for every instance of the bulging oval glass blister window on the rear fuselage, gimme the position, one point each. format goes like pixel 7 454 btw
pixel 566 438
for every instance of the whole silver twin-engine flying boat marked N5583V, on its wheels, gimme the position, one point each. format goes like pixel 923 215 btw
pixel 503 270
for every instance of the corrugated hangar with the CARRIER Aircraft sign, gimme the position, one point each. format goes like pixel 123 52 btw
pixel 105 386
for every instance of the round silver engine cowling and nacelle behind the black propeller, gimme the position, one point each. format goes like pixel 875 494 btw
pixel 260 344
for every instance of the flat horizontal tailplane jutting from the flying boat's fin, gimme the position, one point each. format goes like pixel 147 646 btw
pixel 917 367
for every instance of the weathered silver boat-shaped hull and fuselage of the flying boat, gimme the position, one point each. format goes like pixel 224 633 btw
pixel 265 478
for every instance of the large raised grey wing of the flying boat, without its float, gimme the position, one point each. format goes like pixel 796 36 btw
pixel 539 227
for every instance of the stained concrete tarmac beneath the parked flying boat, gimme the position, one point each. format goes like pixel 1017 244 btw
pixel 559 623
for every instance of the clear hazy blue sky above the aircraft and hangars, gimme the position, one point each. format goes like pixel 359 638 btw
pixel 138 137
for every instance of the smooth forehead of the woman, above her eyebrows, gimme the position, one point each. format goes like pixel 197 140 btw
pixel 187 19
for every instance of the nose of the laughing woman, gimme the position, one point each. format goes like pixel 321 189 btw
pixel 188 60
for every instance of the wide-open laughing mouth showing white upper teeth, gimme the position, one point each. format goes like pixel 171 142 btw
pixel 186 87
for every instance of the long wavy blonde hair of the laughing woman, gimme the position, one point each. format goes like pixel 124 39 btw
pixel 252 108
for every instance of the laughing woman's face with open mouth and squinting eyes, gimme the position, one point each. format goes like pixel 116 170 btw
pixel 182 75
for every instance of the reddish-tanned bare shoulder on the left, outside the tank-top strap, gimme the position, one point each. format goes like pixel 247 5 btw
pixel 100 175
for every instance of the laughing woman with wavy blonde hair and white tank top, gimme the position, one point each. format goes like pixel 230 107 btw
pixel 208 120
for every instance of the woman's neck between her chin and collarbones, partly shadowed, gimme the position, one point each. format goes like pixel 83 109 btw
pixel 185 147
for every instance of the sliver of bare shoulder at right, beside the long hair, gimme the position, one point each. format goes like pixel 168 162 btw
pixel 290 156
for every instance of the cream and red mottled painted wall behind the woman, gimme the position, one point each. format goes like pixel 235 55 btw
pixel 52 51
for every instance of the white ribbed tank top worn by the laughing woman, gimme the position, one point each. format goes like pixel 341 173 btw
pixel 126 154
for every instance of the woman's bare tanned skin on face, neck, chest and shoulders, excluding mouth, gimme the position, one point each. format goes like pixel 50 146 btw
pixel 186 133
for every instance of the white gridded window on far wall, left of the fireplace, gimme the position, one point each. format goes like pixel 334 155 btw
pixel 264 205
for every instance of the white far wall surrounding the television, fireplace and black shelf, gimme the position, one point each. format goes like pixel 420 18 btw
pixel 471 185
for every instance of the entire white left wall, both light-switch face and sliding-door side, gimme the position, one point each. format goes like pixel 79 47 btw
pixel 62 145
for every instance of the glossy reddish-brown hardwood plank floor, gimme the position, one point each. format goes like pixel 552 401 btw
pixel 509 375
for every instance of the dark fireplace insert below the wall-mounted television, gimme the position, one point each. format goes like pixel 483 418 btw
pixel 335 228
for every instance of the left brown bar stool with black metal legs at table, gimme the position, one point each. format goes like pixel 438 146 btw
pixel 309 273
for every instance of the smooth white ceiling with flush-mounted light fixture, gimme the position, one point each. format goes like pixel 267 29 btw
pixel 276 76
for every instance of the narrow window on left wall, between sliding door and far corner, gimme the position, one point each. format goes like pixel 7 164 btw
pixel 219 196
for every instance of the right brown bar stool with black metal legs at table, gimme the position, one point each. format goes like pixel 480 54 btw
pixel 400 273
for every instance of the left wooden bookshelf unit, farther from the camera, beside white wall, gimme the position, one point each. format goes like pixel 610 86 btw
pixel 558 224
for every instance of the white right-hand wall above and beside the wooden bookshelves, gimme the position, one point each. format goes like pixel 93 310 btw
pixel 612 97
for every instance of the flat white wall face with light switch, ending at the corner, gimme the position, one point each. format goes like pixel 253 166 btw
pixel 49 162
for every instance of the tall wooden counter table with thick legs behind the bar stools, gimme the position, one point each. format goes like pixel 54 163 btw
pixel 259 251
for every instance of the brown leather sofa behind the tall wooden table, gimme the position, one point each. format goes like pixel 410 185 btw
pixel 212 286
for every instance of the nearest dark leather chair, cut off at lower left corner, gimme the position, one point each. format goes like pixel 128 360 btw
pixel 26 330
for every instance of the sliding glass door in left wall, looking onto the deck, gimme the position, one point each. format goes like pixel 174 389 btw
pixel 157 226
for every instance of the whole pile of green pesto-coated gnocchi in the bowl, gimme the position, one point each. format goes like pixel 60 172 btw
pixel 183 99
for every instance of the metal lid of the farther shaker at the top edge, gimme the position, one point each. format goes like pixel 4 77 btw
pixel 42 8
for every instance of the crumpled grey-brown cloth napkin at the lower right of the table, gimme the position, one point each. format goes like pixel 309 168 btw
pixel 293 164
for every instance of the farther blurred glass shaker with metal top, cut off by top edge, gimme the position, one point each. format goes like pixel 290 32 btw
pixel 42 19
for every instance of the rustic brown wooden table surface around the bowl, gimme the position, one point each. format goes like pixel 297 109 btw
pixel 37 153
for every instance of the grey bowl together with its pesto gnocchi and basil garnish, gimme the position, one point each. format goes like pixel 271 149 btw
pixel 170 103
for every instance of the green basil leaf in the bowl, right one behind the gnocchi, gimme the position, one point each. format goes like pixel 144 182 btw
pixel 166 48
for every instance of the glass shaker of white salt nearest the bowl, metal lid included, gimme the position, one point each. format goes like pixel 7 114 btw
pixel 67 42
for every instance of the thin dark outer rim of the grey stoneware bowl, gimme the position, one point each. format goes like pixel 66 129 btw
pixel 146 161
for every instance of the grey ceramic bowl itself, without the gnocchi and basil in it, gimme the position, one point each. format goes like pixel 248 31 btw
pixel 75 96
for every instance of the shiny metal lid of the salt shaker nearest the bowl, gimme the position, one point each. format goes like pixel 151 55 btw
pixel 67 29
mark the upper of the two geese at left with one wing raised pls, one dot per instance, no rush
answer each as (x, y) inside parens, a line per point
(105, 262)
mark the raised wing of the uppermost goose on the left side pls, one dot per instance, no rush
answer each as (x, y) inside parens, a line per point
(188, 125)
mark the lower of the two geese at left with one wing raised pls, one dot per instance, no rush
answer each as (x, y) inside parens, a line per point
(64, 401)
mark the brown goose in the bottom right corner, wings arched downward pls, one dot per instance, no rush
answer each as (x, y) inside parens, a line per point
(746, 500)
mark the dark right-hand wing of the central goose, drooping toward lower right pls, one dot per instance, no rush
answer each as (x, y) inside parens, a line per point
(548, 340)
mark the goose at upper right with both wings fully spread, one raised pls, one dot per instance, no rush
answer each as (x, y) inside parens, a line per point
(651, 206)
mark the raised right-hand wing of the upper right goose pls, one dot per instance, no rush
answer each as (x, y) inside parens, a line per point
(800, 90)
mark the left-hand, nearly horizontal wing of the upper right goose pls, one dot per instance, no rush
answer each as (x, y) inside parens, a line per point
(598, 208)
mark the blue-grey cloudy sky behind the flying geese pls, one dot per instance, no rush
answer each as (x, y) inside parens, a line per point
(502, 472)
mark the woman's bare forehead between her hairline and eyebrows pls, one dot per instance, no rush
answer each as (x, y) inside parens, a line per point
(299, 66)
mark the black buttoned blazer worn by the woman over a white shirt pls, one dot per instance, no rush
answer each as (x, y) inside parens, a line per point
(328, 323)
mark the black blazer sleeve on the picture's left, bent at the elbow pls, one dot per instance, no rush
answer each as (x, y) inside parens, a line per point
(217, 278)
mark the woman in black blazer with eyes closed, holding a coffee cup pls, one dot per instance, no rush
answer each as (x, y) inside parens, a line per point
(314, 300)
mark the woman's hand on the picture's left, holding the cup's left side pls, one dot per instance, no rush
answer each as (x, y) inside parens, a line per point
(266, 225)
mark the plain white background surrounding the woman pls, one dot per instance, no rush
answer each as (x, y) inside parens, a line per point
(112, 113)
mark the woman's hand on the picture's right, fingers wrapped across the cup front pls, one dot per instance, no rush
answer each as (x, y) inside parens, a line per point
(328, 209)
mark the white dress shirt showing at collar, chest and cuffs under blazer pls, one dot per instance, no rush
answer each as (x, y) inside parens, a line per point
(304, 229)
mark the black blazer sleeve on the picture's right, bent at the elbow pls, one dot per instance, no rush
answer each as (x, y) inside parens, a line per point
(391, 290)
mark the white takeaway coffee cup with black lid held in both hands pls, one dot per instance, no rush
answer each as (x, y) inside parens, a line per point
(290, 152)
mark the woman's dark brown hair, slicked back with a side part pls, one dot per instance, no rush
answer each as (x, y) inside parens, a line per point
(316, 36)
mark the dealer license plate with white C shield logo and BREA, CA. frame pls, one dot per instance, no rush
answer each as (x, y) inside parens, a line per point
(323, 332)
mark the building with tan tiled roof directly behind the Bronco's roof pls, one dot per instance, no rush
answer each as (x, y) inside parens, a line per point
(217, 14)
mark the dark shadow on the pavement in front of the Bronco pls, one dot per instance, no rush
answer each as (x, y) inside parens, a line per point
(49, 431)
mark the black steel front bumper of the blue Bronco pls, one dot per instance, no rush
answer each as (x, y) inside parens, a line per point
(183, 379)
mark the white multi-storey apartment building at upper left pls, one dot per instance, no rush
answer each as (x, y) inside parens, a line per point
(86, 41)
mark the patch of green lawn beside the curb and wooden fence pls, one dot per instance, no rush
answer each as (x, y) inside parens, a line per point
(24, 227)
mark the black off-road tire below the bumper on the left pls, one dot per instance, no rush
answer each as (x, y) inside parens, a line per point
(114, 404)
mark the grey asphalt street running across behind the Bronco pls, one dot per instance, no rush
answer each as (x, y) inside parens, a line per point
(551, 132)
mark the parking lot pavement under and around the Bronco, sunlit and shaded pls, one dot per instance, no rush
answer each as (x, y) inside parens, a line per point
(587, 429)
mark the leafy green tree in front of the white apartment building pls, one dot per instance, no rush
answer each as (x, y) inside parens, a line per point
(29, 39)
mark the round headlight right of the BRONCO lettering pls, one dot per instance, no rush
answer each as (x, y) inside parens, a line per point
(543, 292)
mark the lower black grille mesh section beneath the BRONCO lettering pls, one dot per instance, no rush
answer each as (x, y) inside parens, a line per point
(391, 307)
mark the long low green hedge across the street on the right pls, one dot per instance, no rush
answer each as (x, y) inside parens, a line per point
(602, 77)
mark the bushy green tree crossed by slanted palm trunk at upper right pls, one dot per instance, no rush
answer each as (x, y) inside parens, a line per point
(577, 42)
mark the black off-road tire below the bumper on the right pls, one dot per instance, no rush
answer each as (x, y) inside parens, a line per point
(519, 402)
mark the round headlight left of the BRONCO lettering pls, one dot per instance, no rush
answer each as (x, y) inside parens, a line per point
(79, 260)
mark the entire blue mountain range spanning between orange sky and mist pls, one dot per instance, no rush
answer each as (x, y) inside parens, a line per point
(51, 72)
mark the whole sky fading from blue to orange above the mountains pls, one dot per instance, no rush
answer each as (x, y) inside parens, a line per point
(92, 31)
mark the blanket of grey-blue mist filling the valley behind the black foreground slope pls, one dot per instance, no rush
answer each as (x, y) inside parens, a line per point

### What the exercise asks
Lines of the material in which the word "wings" occurs are to be copied out.

### Response to this task
mark the brown goose in the bottom right corner, wings arched downward pls, one dot per instance, no rush
mark the goose at upper right with both wings fully spread, one raised pls, one dot per instance, no rush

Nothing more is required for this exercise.